> **TASKS AND EXERCISES**:
• a. In the transcript, how fast and in which direction is the tornado near Sawyer moving?
• b. Repeat the stretch of the transcript from "LONG: You mentioned" through "you should ask.".

> **DOCUMENT TEXT**:
LONG: You mentioned something, and I know that we're out of time. I just want to get this in case -- it's important in case you have a unique perspective. You mentioned television, the perceptions on television. What is your perception of the way the news media reports on the major issues today in the Middle East?

JOBRANI: Well, you know, I always joke about whenever they show us, they always --

AHMED: Funny you should ask.

JOBRANI: They always show us --

KADER: Mostly positive, I'd have to say.

JOBRANI: They always show us like burning the flag and you know, going, America's the Satan, or whatever. I say, just once I wish they would show us doing something good like baking a cookie, you know? We were talking last night on the show and I'd done that joke about that. And I said actually -- and in a joke, I say, just once I wish CNN would say, let's go to Mohammed in Iran. And they go to some guy and he goes, Hello, I'm Mohammed and I'm just baking a cookie. I swear to God, no bombs, no flags. And back to you, Bob. And that would be the --

But last night after the show, after the show was ending, I said tomorrow we'll be doing a CNN interview and I said it's a positive depiction of Middle Easterners. So thanks for doing this.

AHMED: Thanks for having us.

LONG: My pleasure.


LONG: The Axis of Evil Comedy Tour.

Tornado warning, keep you up to date. Jacqui, this one's in southern Florida?

JERAS: Yeah, we have southern Florida, but just off of the printer right this second. I want to tell you about Pratt County in south central Kansas. This isn't that far from Greensburg. It's the county to the north and east of there. And they got hit last night with likely a tornado. And now trained weather spotters are reporting a tornado three miles northeast of Sawyer, and it's moving northeast at 45 miles per hour. So we have a confirmed tornado again. This is eastern Pratt County in Kansas.

Now we also have tornado warning in effect for Broward and Palm Beach Counties. This is in south central parts of Florida. This is moving to the south right now and it's heading toward the Coral Springs area, just to the west of the Saw Grass Expressway. Back to you, Melissa.

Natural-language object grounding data
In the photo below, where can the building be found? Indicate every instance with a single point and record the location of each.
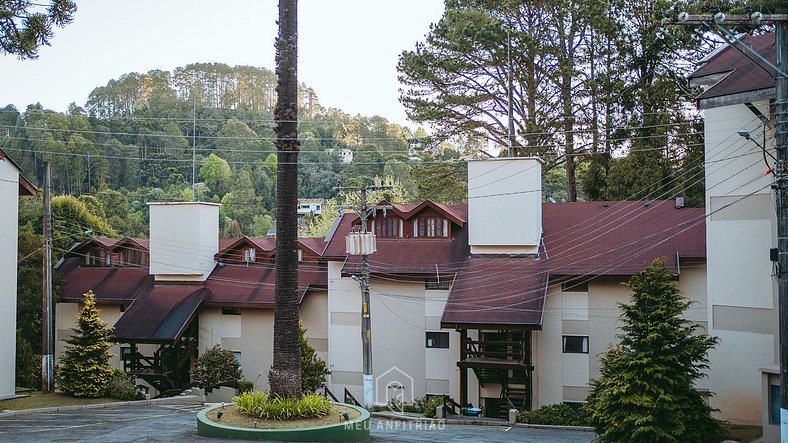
(12, 186)
(502, 302)
(312, 206)
(741, 228)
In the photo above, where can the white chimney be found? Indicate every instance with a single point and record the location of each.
(184, 237)
(505, 205)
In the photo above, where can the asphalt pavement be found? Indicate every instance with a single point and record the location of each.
(177, 422)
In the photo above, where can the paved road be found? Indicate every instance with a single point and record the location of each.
(168, 423)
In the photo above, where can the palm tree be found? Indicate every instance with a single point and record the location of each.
(285, 374)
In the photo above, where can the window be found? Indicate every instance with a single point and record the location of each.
(774, 404)
(575, 344)
(388, 227)
(133, 257)
(249, 255)
(436, 283)
(92, 258)
(431, 227)
(438, 340)
(574, 286)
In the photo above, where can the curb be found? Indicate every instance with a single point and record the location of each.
(471, 422)
(184, 399)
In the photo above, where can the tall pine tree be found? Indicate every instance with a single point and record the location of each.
(647, 391)
(84, 366)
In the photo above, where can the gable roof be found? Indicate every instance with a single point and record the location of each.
(732, 77)
(25, 187)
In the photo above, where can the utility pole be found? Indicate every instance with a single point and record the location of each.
(47, 339)
(780, 185)
(363, 244)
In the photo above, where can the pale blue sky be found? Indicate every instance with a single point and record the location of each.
(348, 49)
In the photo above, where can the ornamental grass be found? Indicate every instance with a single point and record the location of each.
(264, 406)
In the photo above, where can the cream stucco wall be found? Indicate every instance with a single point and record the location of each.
(740, 229)
(9, 217)
(401, 313)
(561, 377)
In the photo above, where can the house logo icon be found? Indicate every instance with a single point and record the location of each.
(394, 388)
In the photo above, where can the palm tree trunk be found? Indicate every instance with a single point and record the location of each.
(285, 374)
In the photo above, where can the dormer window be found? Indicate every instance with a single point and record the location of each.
(387, 227)
(132, 257)
(431, 227)
(249, 255)
(93, 257)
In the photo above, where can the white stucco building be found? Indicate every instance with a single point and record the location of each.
(12, 186)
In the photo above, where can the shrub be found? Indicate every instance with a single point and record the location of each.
(245, 385)
(121, 386)
(262, 405)
(427, 405)
(84, 367)
(216, 365)
(557, 415)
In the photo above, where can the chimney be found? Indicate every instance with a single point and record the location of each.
(184, 237)
(505, 205)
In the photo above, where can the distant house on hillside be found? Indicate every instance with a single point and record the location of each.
(12, 186)
(737, 103)
(503, 302)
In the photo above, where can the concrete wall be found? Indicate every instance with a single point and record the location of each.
(184, 237)
(402, 312)
(511, 185)
(9, 201)
(741, 291)
(564, 377)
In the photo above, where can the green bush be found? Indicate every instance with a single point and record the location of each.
(121, 386)
(427, 406)
(216, 365)
(262, 405)
(557, 415)
(245, 385)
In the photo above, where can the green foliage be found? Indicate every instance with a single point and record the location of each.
(216, 365)
(313, 369)
(28, 26)
(269, 407)
(121, 386)
(428, 406)
(646, 390)
(442, 182)
(28, 364)
(245, 385)
(84, 367)
(556, 415)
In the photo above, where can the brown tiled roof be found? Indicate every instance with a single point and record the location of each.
(109, 284)
(160, 314)
(583, 240)
(253, 286)
(743, 75)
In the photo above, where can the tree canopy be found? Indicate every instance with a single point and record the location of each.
(26, 26)
(646, 391)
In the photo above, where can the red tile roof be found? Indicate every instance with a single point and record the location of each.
(160, 314)
(253, 286)
(743, 75)
(583, 240)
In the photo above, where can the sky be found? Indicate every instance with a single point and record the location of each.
(348, 49)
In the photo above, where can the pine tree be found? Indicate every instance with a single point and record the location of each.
(646, 390)
(313, 368)
(84, 366)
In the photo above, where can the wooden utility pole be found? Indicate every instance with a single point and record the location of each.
(363, 244)
(780, 185)
(47, 336)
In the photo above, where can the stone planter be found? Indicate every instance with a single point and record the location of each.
(353, 430)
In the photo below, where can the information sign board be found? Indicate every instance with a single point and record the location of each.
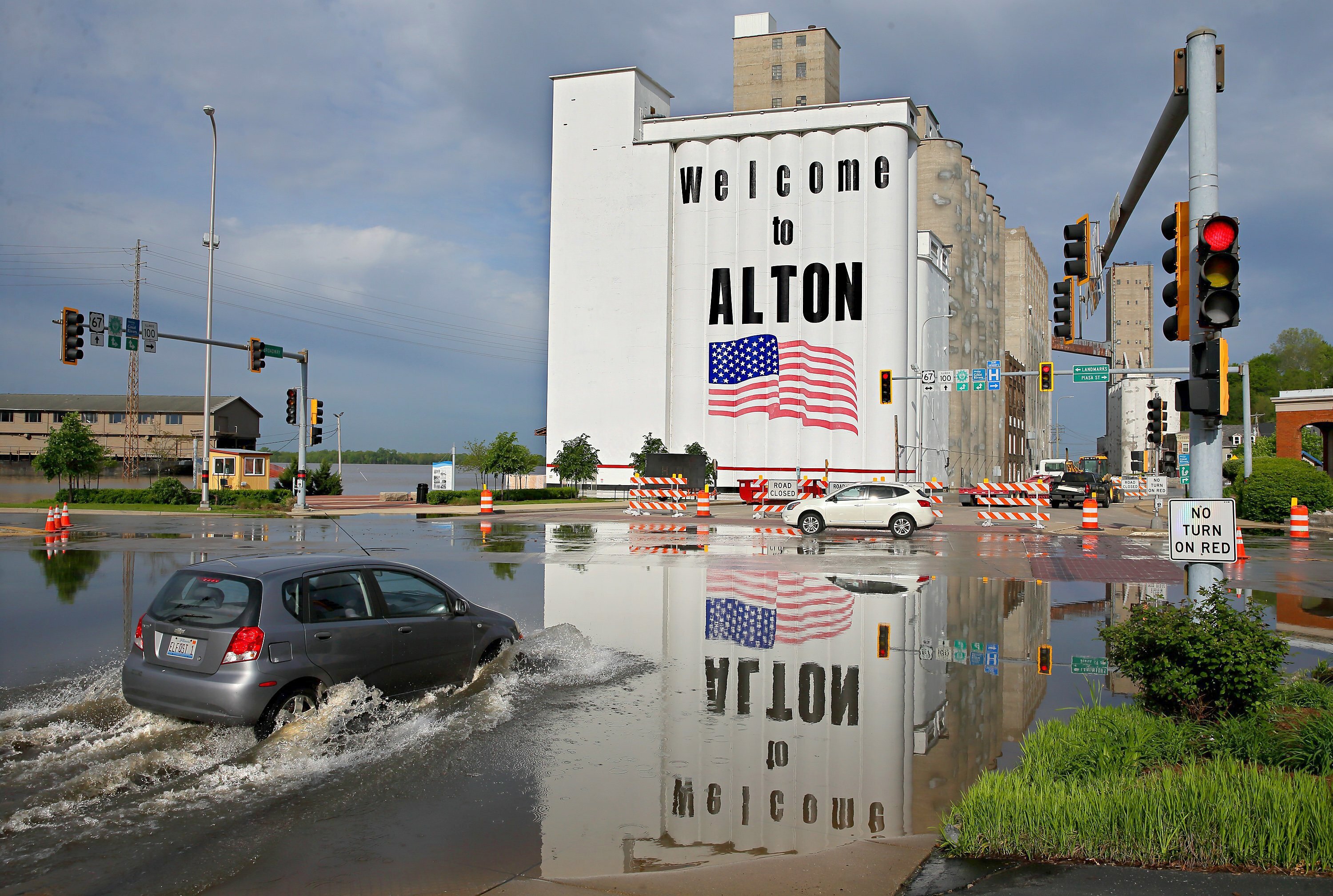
(1203, 530)
(1090, 666)
(1092, 372)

> **EXPECTED RESULTS**:
• a. Northeast at 45 miles per hour.

• b.
LONG: You mentioned something, and I know that we're out of time. I just want to get this in case -- it's important in case you have a unique perspective. You mentioned television, the perceptions on television. What is your perception of the way the news media reports on the major issues today in the Middle East?

JOBRANI: Well, you know, I always joke about whenever they show us, they always --

AHMED: Funny you should ask.